Horus-1.0-4B

Horus-1.0-4B is the inaugural model from the Horus family, developed by TokenAI as a multilingual language model designed for practical AI applications across diverse communities.

Organization: TokenAI
Developer: Assem Sabry
Release Date: April 2026
License: MIT
Model Size: 4B parameters
Tensor Type: BF16 / FP32

Overview

Horus-1.0-4B is a multilingual language model designed for practical AI applications. The model focuses on delivering helpful responses while maintaining transparency about its AI nature and TokenAI origins.

About TokenAI

TokenAI is an AI startup founded by Assem Sabry with headquarters in Egypt.

Mission

TokenAI aims to deliver the strongest language models in the world and in the Arab world through the Horus family of models. The startup bridges the gap between cutting-edge AI capabilities and regional cultural contexts, starting with the Arab world. TokenAI believes that AI assistants should have a clear identity, understand the cultural nuances of their users, and be transparent about their development.

The Horus Family

Horus-1.0-4B marks the first model in the Horus family line. This is just the beginning of TokenAI's journey to create a comprehensive suite of AI models serving the Arab region. Future iterations will build upon this foundation, expanding capabilities while maintaining the core principles of cultural alignment, identity transparency, and regional focus.

Contact & Community

TokenAI Website: https://tokenai.cloud/
HuggingFace: https://huggingface.co/tokenaii
Model Repository: https://huggingface.co/tokenaii/horus
Developer: Assem Sabry
Location: Egypt

Capabilities

Language Support

Type: Multilingual
Script Support: Multiple writing systems
Regional Focus: Optimized for diverse cultural contexts

Core Competencies

Identity Recognition: Strong self-identification as "Horus" from "TokenAI"
- - -
**The task:** Copy out the Horus-1.0-4B model card word for word, between "Organization: TokenAI" and "and TokenAI origins.", inclusive. Rely only on the Horus-1.0-4B model card above.
- - -
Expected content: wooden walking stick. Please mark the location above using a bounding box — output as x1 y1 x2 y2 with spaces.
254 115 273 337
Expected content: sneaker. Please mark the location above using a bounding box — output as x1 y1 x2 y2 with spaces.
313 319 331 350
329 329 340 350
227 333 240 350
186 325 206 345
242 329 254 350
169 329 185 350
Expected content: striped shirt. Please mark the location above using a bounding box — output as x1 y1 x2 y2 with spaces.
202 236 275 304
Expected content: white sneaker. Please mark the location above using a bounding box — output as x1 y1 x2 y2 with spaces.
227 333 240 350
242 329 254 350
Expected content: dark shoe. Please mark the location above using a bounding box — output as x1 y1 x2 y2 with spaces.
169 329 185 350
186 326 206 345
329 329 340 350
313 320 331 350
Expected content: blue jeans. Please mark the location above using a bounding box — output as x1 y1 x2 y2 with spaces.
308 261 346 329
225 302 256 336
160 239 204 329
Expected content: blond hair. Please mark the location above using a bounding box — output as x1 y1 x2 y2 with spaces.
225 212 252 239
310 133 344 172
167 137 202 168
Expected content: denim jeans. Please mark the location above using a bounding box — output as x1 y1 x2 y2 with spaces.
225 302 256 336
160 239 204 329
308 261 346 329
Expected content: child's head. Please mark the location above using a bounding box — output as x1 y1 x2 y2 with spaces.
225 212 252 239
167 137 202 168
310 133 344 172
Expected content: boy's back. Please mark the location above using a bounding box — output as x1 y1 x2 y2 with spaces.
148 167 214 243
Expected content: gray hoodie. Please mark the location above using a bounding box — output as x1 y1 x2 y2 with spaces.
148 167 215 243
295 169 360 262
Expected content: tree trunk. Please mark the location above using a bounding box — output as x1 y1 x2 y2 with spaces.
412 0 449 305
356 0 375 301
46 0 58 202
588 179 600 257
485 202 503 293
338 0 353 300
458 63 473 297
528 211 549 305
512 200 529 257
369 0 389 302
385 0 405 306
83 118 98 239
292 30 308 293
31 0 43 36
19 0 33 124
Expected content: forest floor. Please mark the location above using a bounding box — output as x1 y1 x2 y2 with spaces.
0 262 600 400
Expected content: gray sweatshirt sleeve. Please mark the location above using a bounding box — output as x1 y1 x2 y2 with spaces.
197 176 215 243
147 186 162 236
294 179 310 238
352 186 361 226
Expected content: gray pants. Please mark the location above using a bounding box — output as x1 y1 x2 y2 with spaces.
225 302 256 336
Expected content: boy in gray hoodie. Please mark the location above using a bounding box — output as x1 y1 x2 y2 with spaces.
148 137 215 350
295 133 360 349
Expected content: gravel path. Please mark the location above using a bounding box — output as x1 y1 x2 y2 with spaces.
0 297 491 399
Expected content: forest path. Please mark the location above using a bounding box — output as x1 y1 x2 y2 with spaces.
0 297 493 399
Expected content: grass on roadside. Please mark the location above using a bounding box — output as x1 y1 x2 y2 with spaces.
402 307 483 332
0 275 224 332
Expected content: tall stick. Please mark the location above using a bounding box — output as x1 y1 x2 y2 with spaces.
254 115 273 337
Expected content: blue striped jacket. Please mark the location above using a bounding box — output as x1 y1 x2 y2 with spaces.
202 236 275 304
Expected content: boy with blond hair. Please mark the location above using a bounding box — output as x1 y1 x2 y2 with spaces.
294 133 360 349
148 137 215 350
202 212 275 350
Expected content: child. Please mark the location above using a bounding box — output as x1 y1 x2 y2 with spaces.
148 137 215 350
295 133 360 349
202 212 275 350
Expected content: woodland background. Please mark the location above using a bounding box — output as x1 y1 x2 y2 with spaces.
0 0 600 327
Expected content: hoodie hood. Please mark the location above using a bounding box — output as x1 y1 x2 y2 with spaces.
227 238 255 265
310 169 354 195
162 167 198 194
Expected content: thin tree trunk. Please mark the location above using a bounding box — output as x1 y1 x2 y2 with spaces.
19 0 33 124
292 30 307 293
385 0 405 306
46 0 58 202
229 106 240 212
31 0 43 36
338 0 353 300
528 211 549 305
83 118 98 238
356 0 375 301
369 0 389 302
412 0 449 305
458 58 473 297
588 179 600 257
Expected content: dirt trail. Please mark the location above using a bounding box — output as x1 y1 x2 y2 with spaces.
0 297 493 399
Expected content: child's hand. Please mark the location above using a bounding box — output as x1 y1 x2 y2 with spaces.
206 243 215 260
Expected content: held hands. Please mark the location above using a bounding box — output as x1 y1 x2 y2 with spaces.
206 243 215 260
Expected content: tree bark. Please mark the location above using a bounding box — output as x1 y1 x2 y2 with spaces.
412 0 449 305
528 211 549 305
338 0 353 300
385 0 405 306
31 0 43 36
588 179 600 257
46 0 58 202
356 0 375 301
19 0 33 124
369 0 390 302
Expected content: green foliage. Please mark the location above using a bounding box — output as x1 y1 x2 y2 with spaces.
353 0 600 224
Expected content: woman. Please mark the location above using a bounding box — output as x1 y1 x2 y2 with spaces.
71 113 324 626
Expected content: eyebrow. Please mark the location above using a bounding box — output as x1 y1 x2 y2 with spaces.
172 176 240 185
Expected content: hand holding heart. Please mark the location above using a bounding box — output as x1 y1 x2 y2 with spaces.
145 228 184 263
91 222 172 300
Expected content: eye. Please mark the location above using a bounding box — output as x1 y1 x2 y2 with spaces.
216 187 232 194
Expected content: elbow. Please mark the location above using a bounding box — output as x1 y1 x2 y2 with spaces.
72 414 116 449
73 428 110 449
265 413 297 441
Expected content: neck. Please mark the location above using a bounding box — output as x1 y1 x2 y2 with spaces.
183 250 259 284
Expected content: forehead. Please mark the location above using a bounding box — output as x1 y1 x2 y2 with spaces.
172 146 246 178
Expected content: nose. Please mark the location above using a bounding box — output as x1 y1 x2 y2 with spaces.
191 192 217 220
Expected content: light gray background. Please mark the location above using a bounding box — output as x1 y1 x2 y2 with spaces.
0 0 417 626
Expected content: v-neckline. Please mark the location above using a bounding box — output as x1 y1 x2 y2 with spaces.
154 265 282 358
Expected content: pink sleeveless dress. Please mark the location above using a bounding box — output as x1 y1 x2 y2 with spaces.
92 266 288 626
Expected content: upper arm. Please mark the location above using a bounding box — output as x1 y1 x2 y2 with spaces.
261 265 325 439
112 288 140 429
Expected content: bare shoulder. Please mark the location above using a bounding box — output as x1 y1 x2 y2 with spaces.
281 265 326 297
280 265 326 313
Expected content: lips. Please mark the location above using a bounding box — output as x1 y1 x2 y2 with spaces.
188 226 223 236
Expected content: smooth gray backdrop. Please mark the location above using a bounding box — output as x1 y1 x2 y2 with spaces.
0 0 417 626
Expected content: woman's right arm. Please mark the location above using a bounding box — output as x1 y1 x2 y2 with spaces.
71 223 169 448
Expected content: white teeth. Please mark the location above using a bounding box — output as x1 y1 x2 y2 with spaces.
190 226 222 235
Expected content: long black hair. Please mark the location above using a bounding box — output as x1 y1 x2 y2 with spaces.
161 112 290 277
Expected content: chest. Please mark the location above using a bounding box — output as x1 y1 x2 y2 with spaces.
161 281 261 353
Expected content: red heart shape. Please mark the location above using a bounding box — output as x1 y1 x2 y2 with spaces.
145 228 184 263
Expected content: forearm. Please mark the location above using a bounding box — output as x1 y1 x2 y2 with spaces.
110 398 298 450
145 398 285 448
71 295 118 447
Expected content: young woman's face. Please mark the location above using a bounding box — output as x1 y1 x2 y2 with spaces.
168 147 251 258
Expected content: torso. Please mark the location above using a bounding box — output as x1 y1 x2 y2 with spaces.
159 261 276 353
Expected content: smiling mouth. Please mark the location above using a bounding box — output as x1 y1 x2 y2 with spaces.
- - -
**Exercise answer:**
Organization: TokenAI
Developer: Assem Sabry
Release Date: April 2026
License: MIT
Model Size: 4B parameters
Tensor Type: BF16 / FP32

Overview

Horus-1.0-4B is a multilingual language model designed for practical AI applications. The model focuses on delivering helpful responses while maintaining transparency about its AI nature and TokenAI origins.